■ **READING TEXT**
::::::::::

How to interpret confidence intervals (correctly)

January 18, 2026 · 3 min read · stats

Confidence intervals

Confidence interval is a range of values that is likely to contain an unknown population parameter. If we were to repeat an experiment or a sampling process many times and calculate a confidence interval each time, 95% of those generated intervals would contain the true population parameter.

Here we visualize our confidence interval when we sample multiple times from a true population. The true population is a normal distribution with mean 100 and standard deviation of 15.

np.random.seed(42)  
pop_mean = 100      # True population mean
pop_std = 15       # True population standard deviation
n_samples = 50      # Number of times we draw a sample
confidence = 0.95   # 95% Confidence Level

Here is the result of our confidence interval visualization using 30 sample size:

Small Sample CI

Figure 1: Confidence Interval with small sample size

We can see that of all the 50 sampling process, we have 3 confidence interval that does not contain the true population mean. This is in line with the 95% confidence level, where we expect 5% of the intervals to not contain the true population parameter.

Here we look at the result of our confidence interval visualization using 100 sample size:

Large Sample CI

Figure 2: Confidence Interval with large sample size

With larger sample size, we expect to have more confidence intervals that contain the true population parameter. This is because larger sample size provides more information about the population, leading to more accurate estimates of the population parameter.

In the real world, we almost never have the luxury of repeating an experiment multiple times to see the distribution. We get one shot, one dataset, and one set of results. We can then turn to the Central Limit Theorem (CLT) to treat our single experiment as if it were part of that multiple sampling process. The Central Limit Theorem (CLT) states that the distribution of sample means will approach a normal distribution as the sample size increases, regardless of the shape of the population distribution. With the assumption that our single experiment is “typical” and not one of the rare outliers, we can use the CLT to construct a confidence interval for our population parameter and further do hypothesis testing from it.

::::::::::

■ **MATERIAL SHOWN**
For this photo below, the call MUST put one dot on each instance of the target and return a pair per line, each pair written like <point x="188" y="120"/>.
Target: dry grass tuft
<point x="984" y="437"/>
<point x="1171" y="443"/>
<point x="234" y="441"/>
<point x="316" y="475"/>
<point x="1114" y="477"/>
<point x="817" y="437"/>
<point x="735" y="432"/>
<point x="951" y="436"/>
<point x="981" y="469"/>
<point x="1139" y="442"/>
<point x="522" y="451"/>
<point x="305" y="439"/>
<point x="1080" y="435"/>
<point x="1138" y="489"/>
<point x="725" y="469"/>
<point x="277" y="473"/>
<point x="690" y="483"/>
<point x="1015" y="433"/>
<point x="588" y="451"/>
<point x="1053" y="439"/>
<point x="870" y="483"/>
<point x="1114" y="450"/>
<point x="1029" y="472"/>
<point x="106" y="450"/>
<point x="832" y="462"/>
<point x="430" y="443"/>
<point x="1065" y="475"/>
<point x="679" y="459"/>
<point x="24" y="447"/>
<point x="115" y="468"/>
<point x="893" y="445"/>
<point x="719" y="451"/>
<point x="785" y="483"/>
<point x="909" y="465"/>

::::::::::

■ **INSTRUCTIONS**
a: In the confidence intervals post, what mean and standard deviation does the true population have?
b: Retype the confidence intervals post, starting at "Confidence interval is" and ending at "would contain the true population parameter.".
The listing has no connection to the confidence intervals post.

■ **SOLUTIONS BY TASK**
a: A mean of 100 and a standard deviation of 15.

b:
Confidence interval is a range of values that is likely to contain an unknown population parameter. If we were to repeat an experiment or a sampling process many times and calculate a confidence interval each time, 95% of those generated intervals would contain the true population parameter.